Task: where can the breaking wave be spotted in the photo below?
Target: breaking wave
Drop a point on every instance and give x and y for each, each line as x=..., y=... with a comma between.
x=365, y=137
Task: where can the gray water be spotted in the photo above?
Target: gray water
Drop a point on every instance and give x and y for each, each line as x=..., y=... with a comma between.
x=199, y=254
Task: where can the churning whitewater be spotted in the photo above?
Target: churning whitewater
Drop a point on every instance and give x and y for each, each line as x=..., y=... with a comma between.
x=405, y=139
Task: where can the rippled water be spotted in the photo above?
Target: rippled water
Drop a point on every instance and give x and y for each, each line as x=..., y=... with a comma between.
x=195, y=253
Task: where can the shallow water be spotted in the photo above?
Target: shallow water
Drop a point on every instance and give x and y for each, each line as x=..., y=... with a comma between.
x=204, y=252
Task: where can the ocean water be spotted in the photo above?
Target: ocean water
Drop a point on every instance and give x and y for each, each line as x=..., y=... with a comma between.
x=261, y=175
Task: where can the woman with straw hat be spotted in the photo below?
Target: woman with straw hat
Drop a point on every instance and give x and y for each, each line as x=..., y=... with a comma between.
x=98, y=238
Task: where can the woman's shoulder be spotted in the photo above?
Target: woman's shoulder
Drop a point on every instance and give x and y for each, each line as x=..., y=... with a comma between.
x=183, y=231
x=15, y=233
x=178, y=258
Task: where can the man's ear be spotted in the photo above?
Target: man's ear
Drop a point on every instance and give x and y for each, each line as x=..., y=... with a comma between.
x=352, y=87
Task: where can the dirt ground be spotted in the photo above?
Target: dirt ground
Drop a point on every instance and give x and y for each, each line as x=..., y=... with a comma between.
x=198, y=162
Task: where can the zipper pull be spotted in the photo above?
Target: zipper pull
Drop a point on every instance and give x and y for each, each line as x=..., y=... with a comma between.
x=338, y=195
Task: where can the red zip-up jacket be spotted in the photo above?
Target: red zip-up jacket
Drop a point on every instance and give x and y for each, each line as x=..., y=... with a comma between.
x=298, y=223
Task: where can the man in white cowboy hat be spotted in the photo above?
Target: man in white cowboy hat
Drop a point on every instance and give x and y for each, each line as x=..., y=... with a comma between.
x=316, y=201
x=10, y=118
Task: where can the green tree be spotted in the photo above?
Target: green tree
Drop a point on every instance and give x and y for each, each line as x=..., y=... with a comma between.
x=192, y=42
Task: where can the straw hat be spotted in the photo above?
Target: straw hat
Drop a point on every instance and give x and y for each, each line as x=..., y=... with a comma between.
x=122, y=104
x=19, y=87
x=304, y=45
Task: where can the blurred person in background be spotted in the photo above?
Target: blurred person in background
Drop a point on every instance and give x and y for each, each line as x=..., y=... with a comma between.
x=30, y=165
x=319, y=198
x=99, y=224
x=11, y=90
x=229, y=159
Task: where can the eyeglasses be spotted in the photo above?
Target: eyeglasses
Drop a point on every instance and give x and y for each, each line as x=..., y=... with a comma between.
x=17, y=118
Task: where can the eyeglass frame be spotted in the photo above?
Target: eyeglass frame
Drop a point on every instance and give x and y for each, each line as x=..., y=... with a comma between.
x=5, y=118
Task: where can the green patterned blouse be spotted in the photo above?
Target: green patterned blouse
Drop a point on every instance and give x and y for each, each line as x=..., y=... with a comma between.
● ● ●
Task goal:
Give an exact copy of all the data shown above.

Finished exercise:
Task: where can the breaking wave be spotted in the photo below?
Target: breaking wave
Drop a point on every instance and give x and y for each, each line as x=..., y=... with a comma between.
x=365, y=137
Task: where can the gray water be spotted in the photo above?
Target: gray water
Drop a point on every instance and give x and y for each, each line as x=..., y=... with a comma between.
x=199, y=254
Task: where can the churning whitewater be spotted in the photo above?
Target: churning whitewater
Drop a point on every instance and give x and y for each, each line as x=..., y=... with a comma between.
x=405, y=139
Task: where can the rippled water be spotted in the photo above?
Target: rippled water
Drop a point on every instance and give x and y for each, each line as x=..., y=... with a comma between.
x=195, y=253
Task: where can the shallow water be spotted in the photo above?
Target: shallow water
Drop a point on every instance and give x and y for each, each line as x=..., y=... with a comma between.
x=204, y=252
Task: where can the ocean water be spotted in the photo above?
Target: ocean water
Drop a point on every instance and give x and y for each, each line as x=..., y=... with a comma between.
x=261, y=175
Task: where can the woman with straw hat be spotted in the photo below?
Target: woman with straw hat
Drop a point on every instance and give x and y for each, each line as x=..., y=... with a comma between.
x=98, y=238
Task: where can the woman's shoulder be spotted in the photo above?
Target: woman's shoulder
Drop a point on every instance and give x and y for each, each line as x=..., y=... with a comma between.
x=183, y=231
x=15, y=233
x=178, y=258
Task: where can the man's ear be spotted in the photo above?
Target: man's ear
Drop a point on every instance and give x and y for each, each line as x=..., y=... with a comma between.
x=352, y=87
Task: where can the dirt ground be spotted in the photo above?
Target: dirt ground
Drop a point on every instance and give x and y for each, each line as x=..., y=... with a comma between.
x=198, y=162
Task: where can the zipper pull be spotted in the photo above?
Target: zipper pull
Drop a point on every instance and give x and y for each, each line as x=..., y=... with a comma between.
x=338, y=195
Task: where can the red zip-up jacket be spotted in the photo above?
Target: red zip-up jacket
Drop a point on every instance and give x and y for each, each line as x=..., y=... with a comma between.
x=298, y=223
Task: where can the man in white cowboy hat be spotted in the photo above?
Target: man in white cowboy hat
Drop a point on every instance and give x and y for each, each line as x=..., y=... with a comma between.
x=316, y=201
x=10, y=118
Task: where can the green tree be spotted in the photo above?
Target: green tree
Drop a point on every instance and give x and y for each, each line as x=..., y=... with a comma between.
x=192, y=42
Task: where can the straw hat be spotted in the photo above?
Target: straw hat
Drop a point on every instance and give x and y for each, each line as x=..., y=... with a comma between.
x=122, y=104
x=19, y=87
x=304, y=45
Task: where can the blurred person in background be spotted in the photo above?
Target: blurred person in background
Drop a point on every instance and give x and y for each, each line as x=..., y=... with a comma between.
x=30, y=165
x=319, y=198
x=99, y=224
x=11, y=90
x=229, y=159
Task: where can the eyeglasses be spotted in the photo above?
Target: eyeglasses
Drop a point on every instance and give x and y for each, each line as x=..., y=... with a comma between.
x=17, y=118
Task: where can the eyeglass frame be spotted in the photo above?
Target: eyeglass frame
Drop a point on every instance and give x and y for each, each line as x=..., y=... with a comma between.
x=5, y=118
Task: where can the green patterned blouse be spotted in the photo above?
Target: green patterned blouse
Drop a point on every instance and give x and y for each, each line as x=..., y=... with a comma between.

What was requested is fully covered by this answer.